▼
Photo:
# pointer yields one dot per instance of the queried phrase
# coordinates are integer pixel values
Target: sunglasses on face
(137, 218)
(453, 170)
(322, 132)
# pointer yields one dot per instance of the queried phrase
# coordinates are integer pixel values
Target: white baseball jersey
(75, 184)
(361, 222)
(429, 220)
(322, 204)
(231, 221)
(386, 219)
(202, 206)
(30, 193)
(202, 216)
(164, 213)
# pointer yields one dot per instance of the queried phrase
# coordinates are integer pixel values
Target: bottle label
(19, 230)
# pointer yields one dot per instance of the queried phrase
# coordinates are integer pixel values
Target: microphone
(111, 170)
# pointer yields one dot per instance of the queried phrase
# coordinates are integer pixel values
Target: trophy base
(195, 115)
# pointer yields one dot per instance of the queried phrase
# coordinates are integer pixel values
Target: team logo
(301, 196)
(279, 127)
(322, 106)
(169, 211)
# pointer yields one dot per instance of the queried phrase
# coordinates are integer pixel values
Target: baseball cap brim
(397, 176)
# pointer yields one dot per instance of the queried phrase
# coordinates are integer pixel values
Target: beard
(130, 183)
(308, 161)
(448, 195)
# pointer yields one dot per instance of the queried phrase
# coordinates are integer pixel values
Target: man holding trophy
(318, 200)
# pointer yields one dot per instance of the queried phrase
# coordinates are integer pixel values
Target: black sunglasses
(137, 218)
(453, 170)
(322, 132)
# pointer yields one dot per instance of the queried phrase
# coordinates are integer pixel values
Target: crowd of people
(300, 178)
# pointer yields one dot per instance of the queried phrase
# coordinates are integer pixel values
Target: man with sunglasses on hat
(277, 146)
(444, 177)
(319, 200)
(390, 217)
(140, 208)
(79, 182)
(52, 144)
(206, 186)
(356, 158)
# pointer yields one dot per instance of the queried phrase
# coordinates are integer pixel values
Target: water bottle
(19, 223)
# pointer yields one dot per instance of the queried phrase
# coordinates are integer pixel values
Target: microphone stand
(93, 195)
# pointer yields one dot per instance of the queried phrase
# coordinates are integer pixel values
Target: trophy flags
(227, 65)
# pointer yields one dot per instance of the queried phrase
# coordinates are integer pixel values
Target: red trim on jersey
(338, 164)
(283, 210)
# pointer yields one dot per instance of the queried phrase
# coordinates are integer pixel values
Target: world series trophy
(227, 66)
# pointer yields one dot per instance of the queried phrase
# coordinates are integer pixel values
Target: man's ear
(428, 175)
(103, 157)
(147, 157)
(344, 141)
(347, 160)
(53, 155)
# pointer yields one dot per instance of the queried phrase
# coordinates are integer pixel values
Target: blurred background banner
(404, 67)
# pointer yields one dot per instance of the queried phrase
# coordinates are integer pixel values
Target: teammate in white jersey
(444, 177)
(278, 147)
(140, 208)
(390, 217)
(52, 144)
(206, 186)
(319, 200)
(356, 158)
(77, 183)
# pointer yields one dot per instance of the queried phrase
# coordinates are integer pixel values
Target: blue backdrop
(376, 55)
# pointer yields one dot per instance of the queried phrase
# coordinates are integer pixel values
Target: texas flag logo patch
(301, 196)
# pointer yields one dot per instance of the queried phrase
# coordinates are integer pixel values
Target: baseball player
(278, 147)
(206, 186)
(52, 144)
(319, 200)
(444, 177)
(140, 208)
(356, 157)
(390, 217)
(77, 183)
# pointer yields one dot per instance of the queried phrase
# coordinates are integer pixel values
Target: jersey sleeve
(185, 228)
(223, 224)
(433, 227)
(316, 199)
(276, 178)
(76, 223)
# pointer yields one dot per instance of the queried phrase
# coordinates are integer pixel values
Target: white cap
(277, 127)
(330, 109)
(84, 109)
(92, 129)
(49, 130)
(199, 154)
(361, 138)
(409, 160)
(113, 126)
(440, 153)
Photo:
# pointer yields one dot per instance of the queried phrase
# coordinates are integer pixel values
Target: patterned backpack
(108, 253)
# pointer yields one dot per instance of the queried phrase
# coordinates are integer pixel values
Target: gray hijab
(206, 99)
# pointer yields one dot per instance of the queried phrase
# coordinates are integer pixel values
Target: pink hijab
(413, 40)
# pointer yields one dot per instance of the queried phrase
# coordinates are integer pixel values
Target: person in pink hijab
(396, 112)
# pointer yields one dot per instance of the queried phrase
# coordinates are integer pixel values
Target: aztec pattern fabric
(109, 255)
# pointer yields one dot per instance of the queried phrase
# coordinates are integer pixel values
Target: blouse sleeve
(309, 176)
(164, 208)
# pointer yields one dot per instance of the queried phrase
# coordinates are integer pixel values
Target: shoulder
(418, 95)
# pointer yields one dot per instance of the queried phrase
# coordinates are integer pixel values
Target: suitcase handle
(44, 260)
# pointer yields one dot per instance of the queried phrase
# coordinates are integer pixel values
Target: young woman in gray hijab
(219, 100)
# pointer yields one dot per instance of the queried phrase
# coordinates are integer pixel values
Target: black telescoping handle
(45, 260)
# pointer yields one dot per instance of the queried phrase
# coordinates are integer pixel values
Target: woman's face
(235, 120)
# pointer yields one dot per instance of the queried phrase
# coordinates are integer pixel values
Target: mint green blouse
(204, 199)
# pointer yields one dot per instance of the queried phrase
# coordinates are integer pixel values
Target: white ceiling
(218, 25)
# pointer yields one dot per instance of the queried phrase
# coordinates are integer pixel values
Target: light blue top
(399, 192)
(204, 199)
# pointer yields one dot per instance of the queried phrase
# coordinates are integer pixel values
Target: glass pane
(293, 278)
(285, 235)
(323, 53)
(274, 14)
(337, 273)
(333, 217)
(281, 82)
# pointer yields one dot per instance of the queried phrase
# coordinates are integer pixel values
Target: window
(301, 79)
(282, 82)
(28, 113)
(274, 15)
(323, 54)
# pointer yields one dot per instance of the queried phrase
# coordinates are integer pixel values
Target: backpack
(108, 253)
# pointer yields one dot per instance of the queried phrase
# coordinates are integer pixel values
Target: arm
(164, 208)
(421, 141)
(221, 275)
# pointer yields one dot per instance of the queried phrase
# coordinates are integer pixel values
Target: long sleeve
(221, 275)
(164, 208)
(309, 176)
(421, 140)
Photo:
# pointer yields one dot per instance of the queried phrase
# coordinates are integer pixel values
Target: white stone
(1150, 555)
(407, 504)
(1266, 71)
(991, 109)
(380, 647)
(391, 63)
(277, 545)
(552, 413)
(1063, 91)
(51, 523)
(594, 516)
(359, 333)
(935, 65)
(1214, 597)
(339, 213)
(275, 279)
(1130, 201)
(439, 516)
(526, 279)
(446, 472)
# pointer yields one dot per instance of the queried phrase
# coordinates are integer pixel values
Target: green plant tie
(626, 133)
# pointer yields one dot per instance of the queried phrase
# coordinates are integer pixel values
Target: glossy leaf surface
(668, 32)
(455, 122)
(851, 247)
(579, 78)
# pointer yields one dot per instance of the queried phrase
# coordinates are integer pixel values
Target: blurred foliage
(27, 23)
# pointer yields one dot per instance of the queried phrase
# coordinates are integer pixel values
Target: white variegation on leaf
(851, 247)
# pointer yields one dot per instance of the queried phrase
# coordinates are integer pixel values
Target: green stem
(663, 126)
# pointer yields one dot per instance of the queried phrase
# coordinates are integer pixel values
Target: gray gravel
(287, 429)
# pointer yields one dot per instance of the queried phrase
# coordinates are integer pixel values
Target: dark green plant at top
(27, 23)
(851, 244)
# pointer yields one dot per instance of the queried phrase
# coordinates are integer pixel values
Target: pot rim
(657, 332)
▲
● **Task to complete**: Repeat every record exactly as written, please.

● **Task result**:
Photo:
# pointer yields one dot per instance of the queried phrase
# coordinates are integer pixel values
Target: sunglasses on face
(137, 218)
(453, 170)
(322, 132)
# pointer yields one dot per instance of the queried phrase
# coordinates are integer pixel values
Target: white baseball jersey
(75, 184)
(361, 222)
(429, 220)
(322, 204)
(231, 221)
(386, 219)
(202, 206)
(30, 193)
(202, 216)
(164, 213)
# pointer yields one dot per instance of the queried phrase
# coordinates are integer pixel values
Target: bottle label
(19, 230)
# pointer yields one dot per instance of the queried phrase
# coordinates are integer pixel values
Target: microphone
(111, 170)
# pointer yields one dot per instance of the queried phrase
# coordinates are integer pixel values
Target: trophy base
(195, 115)
# pointer yields one dot per instance of the queried phrase
# coordinates are integer pixel values
Target: team logo
(301, 196)
(279, 127)
(322, 106)
(169, 211)
# pointer yields one dot per instance of the queried phrase
# coordinates are integer pixel values
Target: baseball cap brim
(397, 176)
# pointer yields one dot per instance of the queried phrase
# coordinates are integer pixel values
Target: beard
(130, 183)
(308, 161)
(448, 195)
# pointer yields one dot per instance of the queried phrase
# coordinates are integer pixel values
Target: man holding trophy
(318, 200)
# pointer yields one dot per instance of the queried phrase
# coordinates are integer pixel values
Target: black sunglasses
(137, 218)
(453, 170)
(322, 132)
# pointer yields one dot per instance of the queried phrase
# coordinates are integer pixel values
Target: crowd of people
(300, 178)
# pointer yields one dot per instance of the queried phrase
# coordinates are integer pixel values
Target: man with sunglasses on hat
(277, 146)
(444, 177)
(319, 200)
(390, 217)
(140, 208)
(79, 182)
(52, 144)
(206, 186)
(356, 158)
# pointer yields one dot per instance of the queried phrase
# coordinates are integer pixel values
Target: water bottle
(19, 223)
# pointer yields one dot per instance of the queried phrase
# coordinates are integer pixel values
Target: microphone stand
(93, 195)
# pointer yields one dot per instance of the queried phrase
# coordinates are integer pixel values
Target: trophy flags
(227, 65)
# pointer yields one dot per instance of the queried phrase
# coordinates are integer pixel values
Target: red trim on jersey
(338, 164)
(283, 210)
# pointer yields one dot per instance of the queried phrase
# coordinates are integer pixel values
Target: world series trophy
(227, 66)
# pointer yields one dot per instance of the queried phrase
# coordinates are integer pixel values
Target: man's ear
(428, 175)
(103, 157)
(147, 157)
(344, 141)
(347, 160)
(53, 155)
# pointer yields one dot per instance of the queried phrase
# coordinates are integer pixel values
Target: blurred background banner
(404, 67)
# pointer yields one dot per instance of the queried phrase
# coordinates are integer pixel values
Target: teammate in white jersey
(444, 177)
(278, 147)
(140, 208)
(390, 217)
(52, 144)
(206, 186)
(319, 200)
(356, 158)
(77, 183)
# pointer yields one dot per instance of the queried phrase
# coordinates are integer pixel values
Target: blue backdrop
(376, 55)
# pointer yields one dot per instance of the queried phrase
# coordinates are integer pixel values
Target: texas flag logo patch
(301, 196)
# pointer yields one dot per instance of the queried phrase
# coordinates are integer pixel values
Target: baseball player
(278, 147)
(206, 186)
(52, 144)
(319, 200)
(444, 177)
(140, 208)
(356, 157)
(390, 217)
(77, 183)
# pointer yields one dot per instance of the queried phrase
# coordinates are integer pixel values
Target: jersey sleeve
(185, 228)
(223, 224)
(433, 227)
(316, 199)
(276, 178)
(76, 223)
# pointer yields one dot per instance of the queried phrase
# coordinates are integer pixel values
Target: white cap
(277, 127)
(330, 109)
(84, 109)
(92, 129)
(49, 130)
(199, 154)
(361, 138)
(409, 160)
(113, 126)
(440, 153)
Photo:
# pointer yields one dot per instance of the queried phrase
# coordinates are integer pixel values
Target: patterned backpack
(108, 253)
# pointer yields one dot per instance of the queried phrase
# coordinates are integer pixel values
Target: gray hijab
(206, 99)
# pointer yields one dot per instance of the queried phrase
# coordinates are integer pixel values
Target: pink hijab
(413, 40)
# pointer yields one dot per instance of the queried phrase
# coordinates are integer pixel values
Target: person in pink hijab
(396, 112)
# pointer yields one dot per instance of the queried phrase
# coordinates are integer pixel values
Target: aztec pattern fabric
(109, 255)
# pointer yields one dot per instance of the queried phrase
# coordinates are integer pixel values
Target: blouse sleeve
(309, 176)
(164, 208)
# pointer yields one dot per instance of the queried phrase
# coordinates are integer pixel values
Target: shoulder
(418, 95)
# pointer yields one dot per instance of the queried phrase
# coordinates are integer pixel values
Target: suitcase handle
(44, 260)
# pointer yields one dot per instance of the queried phrase
# coordinates are integer pixel values
Target: young woman in gray hijab
(219, 100)
# pointer yields one dot per instance of the queried phrase
# coordinates are integer pixel values
Target: black telescoping handle
(45, 260)
# pointer yields one dot per instance of the queried phrase
# coordinates are integer pixel values
Target: woman's face
(235, 120)
# pointer yields one dot per instance of the queried phrase
# coordinates are integer pixel values
Target: mint green blouse
(204, 199)
# pointer yields one dot per instance of the queried phrase
# coordinates are integer pixel values
Target: white ceiling
(218, 25)
# pointer yields one dot per instance of the queried phrase
# coordinates are integer pixel values
Target: light blue top
(399, 192)
(204, 199)
# pointer yields one dot per instance of the queried phrase
# coordinates are integer pixel values
Target: glass pane
(293, 278)
(285, 235)
(323, 53)
(274, 14)
(337, 273)
(333, 217)
(281, 82)
# pointer yields one dot per instance of the queried phrase
# coordinates are integer pixel values
Target: window
(301, 79)
(282, 82)
(28, 113)
(274, 15)
(323, 54)
# pointer yields one dot per instance of the queried phrase
# coordinates are integer pixel values
Target: backpack
(108, 253)
# pointer yields one dot per instance of the queried phrase
# coordinates are integer pixel values
Target: arm
(164, 208)
(421, 141)
(221, 275)
# pointer yields one dot per instance of the queried phrase
# coordinates are integer pixel values
Target: long sleeve
(221, 275)
(164, 208)
(309, 176)
(421, 140)
Photo:
# pointer yields one dot per instance of the queried phrase
# coordinates are integer pixel values
Target: white stone
(1150, 555)
(407, 504)
(1266, 71)
(991, 109)
(380, 647)
(391, 63)
(277, 545)
(552, 413)
(1063, 91)
(51, 523)
(594, 516)
(359, 333)
(935, 65)
(1214, 597)
(339, 213)
(275, 279)
(1130, 201)
(439, 516)
(526, 279)
(446, 472)
# pointer yields one dot per instance of the queried phrase
# coordinates are integer pixel values
Target: green plant tie
(626, 133)
# pointer yields one dot per instance of the queried phrase
# coordinates are integer pixel values
Target: glossy leaf surface
(668, 32)
(455, 122)
(851, 247)
(579, 78)
# pointer yields one dot per instance of the queried phrase
# coordinates are integer pixel values
Target: blurred foliage
(27, 23)
# pointer yields one dot per instance of the queried phrase
# coordinates are integer pixel values
Target: white variegation on leaf
(851, 247)
# pointer yields one dot per instance of the queried phrase
# coordinates are integer pixel values
Target: green stem
(663, 126)
# pointer yields one dot per instance of the queried phrase
# coordinates are integer pixel values
Target: gray gravel
(287, 429)
# pointer yields one dot per instance of the queried phrase
# coordinates are integer pixel values
Target: dark green plant at top
(27, 23)
(851, 244)
# pointer yields one dot per instance of the queried phrase
# coordinates are integer pixel values
Target: pot rim
(657, 332)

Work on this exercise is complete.